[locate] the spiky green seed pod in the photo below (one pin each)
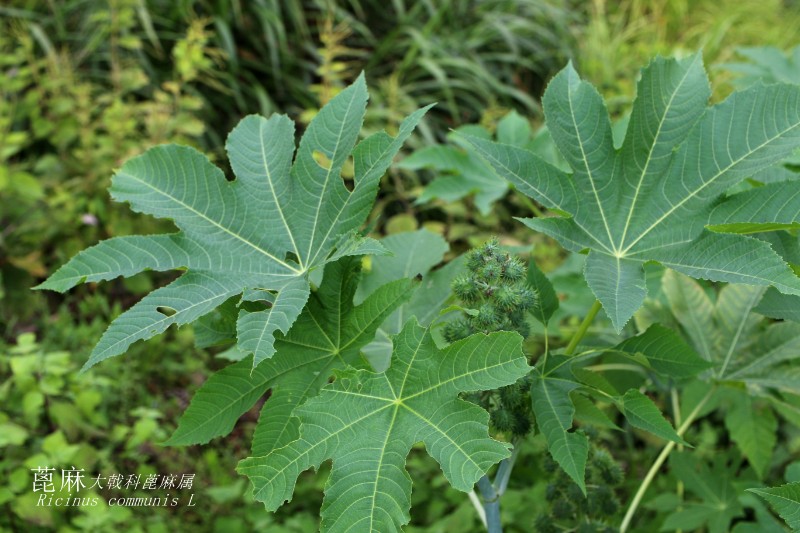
(466, 289)
(545, 524)
(502, 420)
(575, 493)
(491, 248)
(474, 260)
(522, 424)
(527, 299)
(508, 298)
(487, 316)
(607, 468)
(457, 330)
(513, 396)
(513, 269)
(490, 272)
(563, 509)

|---|

__TASK OBJECTIVE__
Restate every line above exactly, omitting images.

__SOLUTION FOR THIS TASK__
[locate] the spiky green seed pod in the photo below (one pin each)
(466, 289)
(545, 524)
(502, 420)
(575, 493)
(491, 248)
(474, 260)
(522, 424)
(527, 299)
(508, 298)
(487, 316)
(607, 468)
(457, 330)
(513, 396)
(513, 269)
(490, 272)
(563, 509)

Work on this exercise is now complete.